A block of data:
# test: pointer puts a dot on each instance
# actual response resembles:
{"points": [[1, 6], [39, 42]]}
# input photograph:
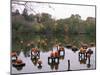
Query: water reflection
{"points": [[46, 45]]}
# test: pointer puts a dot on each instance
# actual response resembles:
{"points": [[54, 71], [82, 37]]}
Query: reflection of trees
{"points": [[38, 27]]}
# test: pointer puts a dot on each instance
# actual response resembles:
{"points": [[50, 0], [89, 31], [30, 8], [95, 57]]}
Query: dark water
{"points": [[63, 65], [40, 41], [46, 42]]}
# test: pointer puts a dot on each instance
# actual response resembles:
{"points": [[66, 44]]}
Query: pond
{"points": [[30, 67]]}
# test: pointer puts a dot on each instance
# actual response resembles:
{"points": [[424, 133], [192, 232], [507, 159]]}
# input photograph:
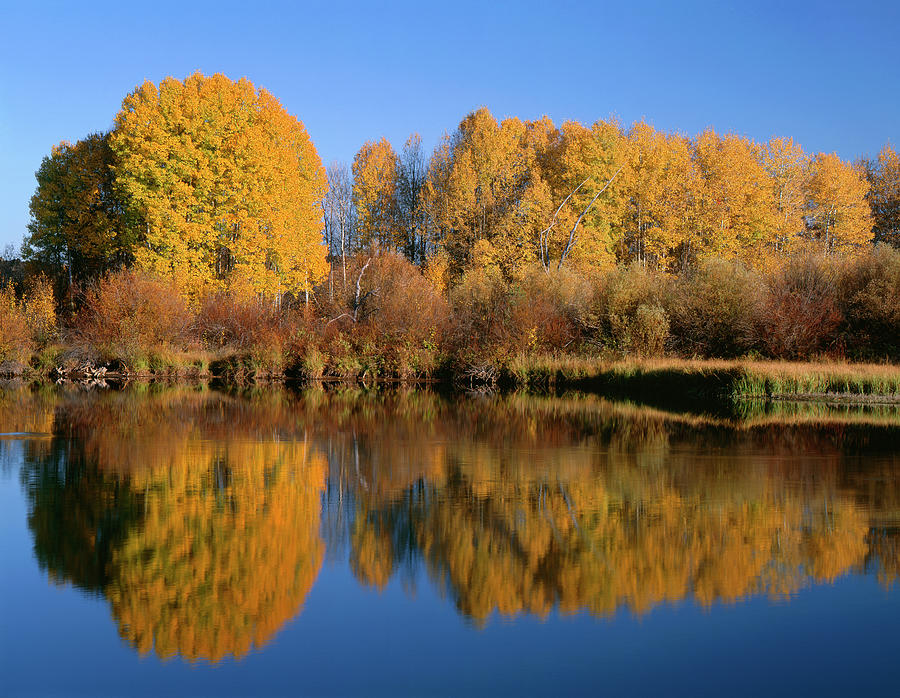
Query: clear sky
{"points": [[826, 73]]}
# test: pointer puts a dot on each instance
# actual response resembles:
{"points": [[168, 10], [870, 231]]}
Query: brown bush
{"points": [[482, 313], [870, 298], [714, 308], [127, 314], [394, 325], [629, 310], [549, 310], [800, 315]]}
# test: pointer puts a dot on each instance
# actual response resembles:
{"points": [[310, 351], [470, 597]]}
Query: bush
{"points": [[482, 312], [128, 315], [630, 312], [800, 316], [27, 325], [870, 298], [714, 309]]}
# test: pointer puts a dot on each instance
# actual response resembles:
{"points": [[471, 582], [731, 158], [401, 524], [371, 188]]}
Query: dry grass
{"points": [[734, 378]]}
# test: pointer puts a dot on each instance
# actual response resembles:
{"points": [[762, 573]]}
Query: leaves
{"points": [[227, 184]]}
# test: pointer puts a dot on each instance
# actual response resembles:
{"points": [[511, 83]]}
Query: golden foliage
{"points": [[227, 185]]}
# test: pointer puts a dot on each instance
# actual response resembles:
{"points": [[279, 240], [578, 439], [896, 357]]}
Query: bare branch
{"points": [[572, 233]]}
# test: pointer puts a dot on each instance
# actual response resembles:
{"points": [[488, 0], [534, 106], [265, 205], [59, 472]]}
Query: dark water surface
{"points": [[182, 541]]}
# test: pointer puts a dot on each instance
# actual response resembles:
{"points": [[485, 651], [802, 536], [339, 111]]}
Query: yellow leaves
{"points": [[227, 183], [842, 219], [375, 195]]}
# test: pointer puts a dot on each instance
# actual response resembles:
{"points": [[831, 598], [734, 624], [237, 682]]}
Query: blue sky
{"points": [[825, 73]]}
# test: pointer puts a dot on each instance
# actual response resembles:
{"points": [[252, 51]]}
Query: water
{"points": [[183, 541]]}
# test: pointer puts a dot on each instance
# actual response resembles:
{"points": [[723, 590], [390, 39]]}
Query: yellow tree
{"points": [[480, 192], [841, 219], [589, 220], [653, 182], [787, 167], [678, 207], [735, 213], [226, 184], [375, 195], [884, 194]]}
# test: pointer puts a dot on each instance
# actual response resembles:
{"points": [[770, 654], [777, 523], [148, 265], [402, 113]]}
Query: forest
{"points": [[203, 234]]}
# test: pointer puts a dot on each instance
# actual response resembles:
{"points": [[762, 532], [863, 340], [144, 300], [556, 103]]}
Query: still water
{"points": [[184, 541]]}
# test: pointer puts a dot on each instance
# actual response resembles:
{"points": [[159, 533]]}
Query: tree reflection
{"points": [[203, 518], [203, 546]]}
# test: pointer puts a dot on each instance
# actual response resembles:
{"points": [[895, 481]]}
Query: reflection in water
{"points": [[203, 518]]}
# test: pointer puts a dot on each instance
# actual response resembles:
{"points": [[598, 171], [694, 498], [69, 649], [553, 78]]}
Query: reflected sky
{"points": [[342, 541]]}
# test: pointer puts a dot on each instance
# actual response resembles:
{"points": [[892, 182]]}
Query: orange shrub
{"points": [[15, 339], [800, 316], [128, 314]]}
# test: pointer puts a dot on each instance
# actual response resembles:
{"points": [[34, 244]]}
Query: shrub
{"points": [[15, 339], [127, 314], [40, 311], [630, 313], [800, 316], [481, 312], [870, 298], [714, 308]]}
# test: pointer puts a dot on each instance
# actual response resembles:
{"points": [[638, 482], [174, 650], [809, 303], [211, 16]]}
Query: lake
{"points": [[185, 541]]}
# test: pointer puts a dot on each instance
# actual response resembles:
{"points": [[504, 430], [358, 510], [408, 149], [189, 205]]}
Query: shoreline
{"points": [[658, 379]]}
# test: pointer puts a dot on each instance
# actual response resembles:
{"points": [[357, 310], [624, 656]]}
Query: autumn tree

To do:
Set down every entry word for word, but omit the pictures.

Result of this task:
# test: pointer puts a dot on each instance
# actual response resembles:
{"points": [[1, 6], [39, 42]]}
# input photograph:
Query: water reflection
{"points": [[46, 45]]}
# test: pointer puts a dot on each instance
# actual response resembles:
{"points": [[54, 71], [82, 37]]}
Query: reflection of trees
{"points": [[38, 27]]}
# test: pointer puts a dot on each instance
# actual response resembles:
{"points": [[50, 0], [89, 31], [30, 8], [95, 57]]}
Query: dark water
{"points": [[63, 65], [40, 41], [46, 42]]}
# test: pointer puts a dot on each instance
# actual response resembles:
{"points": [[66, 44]]}
Query: pond
{"points": [[30, 67]]}
# test: pointer puts a dot on each instance
# actual response resembles:
{"points": [[424, 133], [192, 232], [507, 159]]}
# input photograph:
Query: clear sky
{"points": [[826, 73]]}
# test: pointer puts a dot on each instance
# actual response resembles:
{"points": [[168, 10], [870, 231]]}
Query: brown bush
{"points": [[482, 313], [870, 298], [714, 308], [127, 314], [394, 325], [629, 310], [549, 310], [800, 315]]}
# test: pointer puts a dot on each instance
# actual response resembles:
{"points": [[310, 351], [470, 597]]}
Query: bush
{"points": [[482, 312], [128, 315], [630, 312], [800, 316], [27, 325], [870, 298], [714, 309]]}
# test: pointer puts a dot on each instance
# actual response resembles:
{"points": [[471, 582], [731, 158], [401, 524], [371, 188]]}
Query: dry grass
{"points": [[734, 378]]}
# test: pointer puts a dot on each instance
# actual response resembles:
{"points": [[762, 573]]}
Query: leaves
{"points": [[227, 184]]}
# test: pointer puts a dot on each instance
# actual response resembles:
{"points": [[511, 83]]}
Query: golden foliage
{"points": [[227, 185]]}
# test: pointer puts a dot on each instance
# actual response resembles:
{"points": [[279, 240], [578, 439], [896, 357]]}
Query: bare branch
{"points": [[572, 233]]}
# test: pointer puts a dot on each instance
# actual response resembles:
{"points": [[488, 0], [534, 106], [265, 205], [59, 472]]}
Query: dark water surface
{"points": [[182, 541]]}
# test: pointer puts a dot on each instance
# actual response resembles:
{"points": [[485, 651], [802, 536], [339, 111]]}
Query: yellow leaves
{"points": [[227, 183], [842, 219], [375, 195]]}
# test: pointer puts a dot on each instance
# actual response resembles:
{"points": [[831, 598], [734, 624], [237, 682]]}
Query: blue sky
{"points": [[825, 73]]}
# test: pointer puts a dot on each instance
# actual response resembles:
{"points": [[252, 51]]}
Query: water
{"points": [[183, 541]]}
# test: pointer puts a dot on each instance
# actual response resembles:
{"points": [[723, 590], [390, 39]]}
Query: yellow tree
{"points": [[480, 192], [841, 219], [589, 220], [653, 182], [787, 167], [678, 207], [735, 213], [226, 184], [375, 195], [884, 194]]}
# test: pointer puts a dot on each instance
# actual response resembles:
{"points": [[770, 654], [777, 523], [148, 265], [402, 113]]}
Query: forest
{"points": [[203, 234]]}
# test: pointer puts a dot on each instance
# actual response resembles:
{"points": [[762, 532], [863, 340], [144, 300], [556, 103]]}
Query: still water
{"points": [[184, 541]]}
# test: pointer puts a dot on each instance
# actual response resembles:
{"points": [[159, 533]]}
Query: tree reflection
{"points": [[203, 518], [203, 546]]}
# test: pointer puts a dot on each instance
# actual response resembles:
{"points": [[895, 481]]}
Query: reflection in water
{"points": [[203, 518]]}
# test: pointer puts a dot on each instance
# actual response resembles:
{"points": [[598, 171], [694, 498], [69, 649], [553, 78]]}
Query: reflected sky
{"points": [[342, 541]]}
# test: pointer puts a dot on each instance
# actual response resembles:
{"points": [[892, 182]]}
Query: orange shrub
{"points": [[15, 339], [800, 316], [128, 314]]}
# test: pointer puts a dot on each instance
# actual response resembles:
{"points": [[34, 244]]}
Query: shrub
{"points": [[15, 339], [127, 314], [40, 311], [630, 313], [800, 316], [481, 312], [870, 298], [714, 308]]}
# test: pointer puts a dot on each instance
# actual response resembles:
{"points": [[638, 482], [174, 650], [809, 303], [211, 16]]}
Query: lake
{"points": [[185, 541]]}
# test: pointer puts a dot on each instance
# actual response resembles:
{"points": [[504, 430], [358, 510], [408, 149], [189, 205]]}
Query: shoreline
{"points": [[658, 379]]}
# test: pointer puts a dot on each instance
# actual response resembles:
{"points": [[357, 310], [624, 656]]}
Query: autumn tree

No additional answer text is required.